# EXTRACT TO READ
=-=-=-=-=

The sponsors of the day was a lovely couple who came on the trip with their young (12 or so??) son and his friend. Nice, well-mannered kids. How wonderful these people are ... they hired the buses, paid for food and snacks, and also treated everyone to lunch at a restaurant. And they joined in the day’s activities; what an inspired act of generosity! It was a great day.

SiSi and Le Thu
Despite our leaving so early, the traffic leaving Sài Gòn was horrendous. I thought we were never going to get out of Thủ Đức, let alone Hồ Chí Minh City. There is a lot of road construction in that area and some of the roads had reduced lanes. I can imagine traffic will flow much more easily in a year or two ... but I guess there will be that many more cars on the road as well. Luckily, people had thought to bring lots of distracting food, starting with bánh mì, which are like subs ... in this case, pickled carrot and daikon, cilantro and ham and chicken cold cuts and a bit of hot sauce. My buddy Thiên sat on my lap and carefully picked off every shred of vegetable and only ate the chicken. I wondered if his having no front teeth made it difficult to chew the baguette (knowing in my heart of hearts that he is a picky eater) and when somebody asked him if he was ok, he said he wanted rice. Sure enough there was some sticky rice and he ate quite a quantity of it. Thu thought he might get sick, but he was fine. Only one upchucker in the bunch and that was little Chua. There was a DVD of Tom and Jerry (the perennial favourites here) as well, so kids (and some adults alike) were kept amused. We had one rest stop along the way and although there were lots of little toddlers off to use the WC, we collected everyone with no problem. After another quiet hour or so on the bus, with another drink and another wee snack, we arrived in Vũng Tàu happy as clams.

=-=-=-=-=

# DATA SEGMENT
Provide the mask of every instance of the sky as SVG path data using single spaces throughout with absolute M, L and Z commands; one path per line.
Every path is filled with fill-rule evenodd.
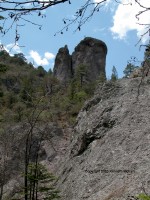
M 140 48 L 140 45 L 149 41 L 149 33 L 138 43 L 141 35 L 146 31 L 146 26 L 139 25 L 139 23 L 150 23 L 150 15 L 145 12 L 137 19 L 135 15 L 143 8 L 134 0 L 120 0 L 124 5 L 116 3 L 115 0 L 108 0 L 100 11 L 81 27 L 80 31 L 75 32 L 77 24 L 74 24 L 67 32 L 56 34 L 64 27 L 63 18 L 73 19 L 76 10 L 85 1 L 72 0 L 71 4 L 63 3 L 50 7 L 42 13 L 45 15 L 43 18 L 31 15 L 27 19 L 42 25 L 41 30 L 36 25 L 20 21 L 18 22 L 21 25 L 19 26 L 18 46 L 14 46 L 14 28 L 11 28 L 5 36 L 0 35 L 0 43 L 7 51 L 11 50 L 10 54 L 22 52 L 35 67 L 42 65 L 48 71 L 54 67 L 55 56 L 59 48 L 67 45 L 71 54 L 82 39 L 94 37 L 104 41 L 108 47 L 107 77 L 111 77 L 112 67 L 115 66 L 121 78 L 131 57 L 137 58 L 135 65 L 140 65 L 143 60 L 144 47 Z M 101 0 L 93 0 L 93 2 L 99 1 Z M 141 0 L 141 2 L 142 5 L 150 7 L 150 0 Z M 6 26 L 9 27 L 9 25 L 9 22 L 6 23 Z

=-=-=-=-=

In the account of the bus trip to Vũng Tàu, what cartoon was on the DVD that kept the kids amused?

# RESPONSE TO THIS EXERCISE
Tom and Jerry